# Records for this task
--------
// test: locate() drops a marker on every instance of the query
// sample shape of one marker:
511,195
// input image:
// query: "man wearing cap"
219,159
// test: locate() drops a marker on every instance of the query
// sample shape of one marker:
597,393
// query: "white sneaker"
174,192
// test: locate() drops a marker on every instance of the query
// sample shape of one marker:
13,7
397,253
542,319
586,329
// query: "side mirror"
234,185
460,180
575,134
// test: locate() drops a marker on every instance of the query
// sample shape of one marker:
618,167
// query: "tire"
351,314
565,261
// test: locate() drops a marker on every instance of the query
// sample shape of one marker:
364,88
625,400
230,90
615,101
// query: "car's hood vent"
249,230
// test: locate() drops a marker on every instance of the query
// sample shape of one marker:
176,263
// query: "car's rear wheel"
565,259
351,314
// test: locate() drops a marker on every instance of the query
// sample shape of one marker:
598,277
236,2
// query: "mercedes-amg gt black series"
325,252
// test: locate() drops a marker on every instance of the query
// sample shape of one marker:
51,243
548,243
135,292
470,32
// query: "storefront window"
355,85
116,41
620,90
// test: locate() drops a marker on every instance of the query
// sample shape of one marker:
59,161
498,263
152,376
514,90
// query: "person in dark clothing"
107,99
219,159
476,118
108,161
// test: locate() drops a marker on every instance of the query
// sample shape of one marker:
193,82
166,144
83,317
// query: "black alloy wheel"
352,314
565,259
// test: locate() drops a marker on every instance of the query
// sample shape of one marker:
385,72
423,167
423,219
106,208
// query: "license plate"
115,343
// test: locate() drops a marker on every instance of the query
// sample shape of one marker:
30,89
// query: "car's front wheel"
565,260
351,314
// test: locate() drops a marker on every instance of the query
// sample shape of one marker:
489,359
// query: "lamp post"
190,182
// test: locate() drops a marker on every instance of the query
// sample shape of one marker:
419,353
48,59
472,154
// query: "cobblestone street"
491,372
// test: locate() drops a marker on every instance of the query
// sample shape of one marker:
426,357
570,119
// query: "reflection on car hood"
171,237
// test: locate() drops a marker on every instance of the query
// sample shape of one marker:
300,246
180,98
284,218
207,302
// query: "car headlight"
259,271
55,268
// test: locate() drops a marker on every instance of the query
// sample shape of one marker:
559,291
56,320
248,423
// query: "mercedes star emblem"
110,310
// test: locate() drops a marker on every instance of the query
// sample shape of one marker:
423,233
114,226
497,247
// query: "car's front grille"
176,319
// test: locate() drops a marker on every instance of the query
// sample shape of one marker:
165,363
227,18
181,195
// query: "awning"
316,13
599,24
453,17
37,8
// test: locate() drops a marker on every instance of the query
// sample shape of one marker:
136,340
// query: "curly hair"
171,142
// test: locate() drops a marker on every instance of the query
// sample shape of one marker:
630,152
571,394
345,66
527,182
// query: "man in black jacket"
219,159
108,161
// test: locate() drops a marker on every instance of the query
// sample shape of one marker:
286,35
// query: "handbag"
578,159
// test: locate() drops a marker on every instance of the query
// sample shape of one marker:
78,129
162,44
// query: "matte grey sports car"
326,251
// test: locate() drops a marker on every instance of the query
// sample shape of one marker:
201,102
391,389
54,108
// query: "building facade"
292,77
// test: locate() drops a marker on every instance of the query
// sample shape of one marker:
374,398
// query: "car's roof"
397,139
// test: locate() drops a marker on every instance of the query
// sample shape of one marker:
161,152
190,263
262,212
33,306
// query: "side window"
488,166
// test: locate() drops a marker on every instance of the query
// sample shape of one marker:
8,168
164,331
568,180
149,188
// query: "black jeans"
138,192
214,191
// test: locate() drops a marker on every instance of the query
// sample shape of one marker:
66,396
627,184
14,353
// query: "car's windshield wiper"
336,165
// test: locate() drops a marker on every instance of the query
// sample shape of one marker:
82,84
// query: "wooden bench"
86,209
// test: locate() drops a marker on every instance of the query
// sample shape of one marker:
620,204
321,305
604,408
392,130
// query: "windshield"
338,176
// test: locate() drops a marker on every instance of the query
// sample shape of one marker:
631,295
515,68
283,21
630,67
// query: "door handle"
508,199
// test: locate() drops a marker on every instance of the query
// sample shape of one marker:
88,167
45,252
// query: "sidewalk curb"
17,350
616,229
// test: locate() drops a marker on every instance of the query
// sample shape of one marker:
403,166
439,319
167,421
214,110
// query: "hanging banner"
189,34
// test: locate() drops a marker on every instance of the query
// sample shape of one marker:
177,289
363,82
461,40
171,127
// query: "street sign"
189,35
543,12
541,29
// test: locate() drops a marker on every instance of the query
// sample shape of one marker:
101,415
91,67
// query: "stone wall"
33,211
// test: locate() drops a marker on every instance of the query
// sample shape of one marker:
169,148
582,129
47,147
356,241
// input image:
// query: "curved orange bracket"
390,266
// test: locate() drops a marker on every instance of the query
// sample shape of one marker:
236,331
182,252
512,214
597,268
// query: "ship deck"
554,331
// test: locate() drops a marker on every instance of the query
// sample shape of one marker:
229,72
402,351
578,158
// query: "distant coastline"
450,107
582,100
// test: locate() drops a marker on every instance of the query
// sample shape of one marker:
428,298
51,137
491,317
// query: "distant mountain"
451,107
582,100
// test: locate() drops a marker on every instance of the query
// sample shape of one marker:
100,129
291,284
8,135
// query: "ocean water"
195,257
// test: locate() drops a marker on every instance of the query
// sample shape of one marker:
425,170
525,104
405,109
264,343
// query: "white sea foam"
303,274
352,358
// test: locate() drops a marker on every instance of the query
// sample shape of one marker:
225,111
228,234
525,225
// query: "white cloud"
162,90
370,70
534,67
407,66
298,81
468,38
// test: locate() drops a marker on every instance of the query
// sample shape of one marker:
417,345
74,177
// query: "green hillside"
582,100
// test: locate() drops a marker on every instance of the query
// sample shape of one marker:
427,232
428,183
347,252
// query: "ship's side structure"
--------
# Directions
The output should restate the data exactly, with no line missing.

# Answer area
// test: locate() drops a marker on every instance of the query
// sample shape of one marker:
511,195
// input image:
// query: "man wearing cap"
219,159
// test: locate() drops a marker on every instance of the query
// sample shape of one marker:
597,393
// query: "white sneaker"
174,192
// test: locate() drops a marker on every instance of the query
// sample shape of one marker:
13,7
397,253
542,319
586,329
// query: "side mirror"
234,185
460,180
575,134
// test: locate() drops a marker on every instance of the query
// sample shape of one marker:
618,167
// query: "tire"
351,314
565,261
// test: locate() drops a marker on every instance of the query
// sample shape of one marker:
364,88
625,400
230,90
615,101
// query: "car's hood vent"
249,230
// test: locate() drops a marker on every instance of the query
// sample shape of one marker:
176,263
// query: "car's rear wheel"
565,259
351,314
// test: locate() drops a marker on every instance of the query
// sample shape of one marker:
598,277
236,2
// query: "mercedes-amg gt black series"
325,252
// test: locate() drops a marker on every instance of the query
// sample shape of one marker:
51,243
548,243
135,292
470,32
// query: "storefront window"
355,85
116,41
620,90
// test: locate() drops a marker on every instance of the query
// sample shape of one marker:
59,161
498,263
152,376
514,90
// query: "person in dark clothing"
107,99
219,159
476,118
108,161
// test: locate() drops a marker on every instance of the query
// sample shape of one marker:
193,82
166,144
83,317
// query: "black alloy wheel"
352,314
565,259
// test: locate() drops a marker on every instance of the query
// sample shape of one marker:
385,72
423,167
423,219
106,208
// query: "license plate"
115,343
// test: locate() drops a marker on every instance of the query
// sample shape of one marker:
30,89
// query: "car's front wheel"
565,260
351,314
// test: locate() drops a marker on every instance of the query
// sample shape of one marker:
489,359
// query: "lamp post"
190,182
// test: locate() drops a marker on every instance of the query
// sample shape of one marker:
419,353
48,59
472,154
// query: "cobblestone street"
491,372
// test: locate() drops a marker on every instance of the query
// sample shape of one marker:
426,357
570,119
// query: "reflection on car hood"
171,237
// test: locate() drops a marker on every instance of the query
// sample shape of one marker:
300,246
180,98
284,218
207,302
// query: "car headlight"
259,271
55,268
// test: locate() drops a marker on every instance of the query
// sample shape of one marker:
559,291
56,320
248,423
// query: "mercedes star emblem"
110,310
// test: locate() drops a marker on every instance of the query
// sample shape of one marker:
423,233
114,226
497,247
// query: "car's front grille"
176,319
// test: locate() drops a marker on every instance of the query
// sample shape of one marker:
165,363
227,18
181,195
// query: "awning"
316,13
599,24
453,17
37,8
// test: locate() drops a marker on every instance of the query
// sample shape of one marker:
136,340
// query: "curly hair"
171,142
// test: locate() drops a marker on every instance of the query
// sample shape of one marker:
630,152
571,394
345,66
527,182
// query: "man in black jacket"
219,159
108,161
// test: locate() drops a marker on every instance of the query
// sample shape of one marker:
286,35
// query: "handbag"
578,159
// test: locate() drops a marker on every instance of the query
// sample shape of one marker:
78,129
162,44
// query: "matte grey sports car"
326,251
// test: locate() drops a marker on every instance of the query
// sample shape of one marker:
201,102
391,389
54,108
// query: "building facade"
292,77
// test: locate() drops a marker on every instance of the query
// sample shape of one marker:
374,398
// query: "car's roof"
397,139
// test: locate() drops a marker on every instance of the query
// sample shape of one marker:
161,152
190,263
262,212
33,306
// query: "side window"
488,166
// test: locate() drops a marker on every instance of the query
// sample shape of one marker:
8,168
164,331
568,180
149,188
// query: "black jeans"
138,192
214,191
// test: locate() drops a marker on every instance of the query
// sample shape of one marker:
66,396
627,184
14,353
// query: "car's windshield wiper"
336,165
// test: locate() drops a marker on every instance of the query
// sample shape of one marker:
82,84
// query: "wooden bench"
86,209
// test: locate() drops a marker on every instance of the query
// sample shape of one marker:
620,204
321,305
604,408
392,130
// query: "windshield"
338,176
// test: locate() drops a marker on every instance of the query
// sample shape of one marker:
631,295
515,68
283,21
630,67
// query: "door handle"
508,199
// test: locate() drops a marker on every instance of the query
// sample shape of one marker:
88,167
45,252
// query: "sidewalk curb"
17,350
616,229
// test: locate() drops a marker on every instance of the query
// sample shape of one marker:
403,166
439,319
167,421
214,110
// query: "hanging banner"
189,34
// test: locate() drops a marker on every instance of the query
// sample shape of one marker:
177,289
363,82
461,40
171,127
// query: "street sign"
189,35
543,12
541,29
// test: locate() drops a marker on every instance of the query
// sample shape of one marker:
101,415
91,67
// query: "stone wall"
33,211
// test: locate() drops a marker on every instance of the query
// sample shape of one marker:
169,148
582,129
47,147
356,241
// input image:
// query: "curved orange bracket"
390,266
// test: locate() drops a marker on every instance of the query
// sample shape of one marker:
236,331
182,252
512,214
597,268
// query: "ship deck"
554,331
// test: locate() drops a marker on every instance of the query
// sample shape of one marker:
229,72
402,351
578,158
// query: "distant coastline"
450,107
582,100
// test: locate() drops a marker on every instance of the query
// sample shape of one marker:
428,298
51,137
491,317
// query: "distant mountain"
451,107
582,100
// test: locate() drops a marker on every instance of the query
// sample shape of one marker:
100,129
291,284
8,135
// query: "ocean water"
195,257
// test: locate() drops a marker on every instance of the query
// sample shape of one marker:
425,170
525,104
405,109
264,343
// query: "white sea foam"
303,274
352,358
// test: locate() drops a marker on every instance of the query
// sample shape of one marker:
225,111
228,234
525,225
// query: "white cloud"
162,90
370,70
534,67
407,66
298,81
468,38
// test: locate() drops a marker on every instance of the query
// sample shape of one marker:
417,345
74,177
// query: "green hillside"
582,100
// test: locate() drops a marker on every instance of the query
// sample shape of one marker:
427,232
428,183
347,252
// query: "ship's side structure"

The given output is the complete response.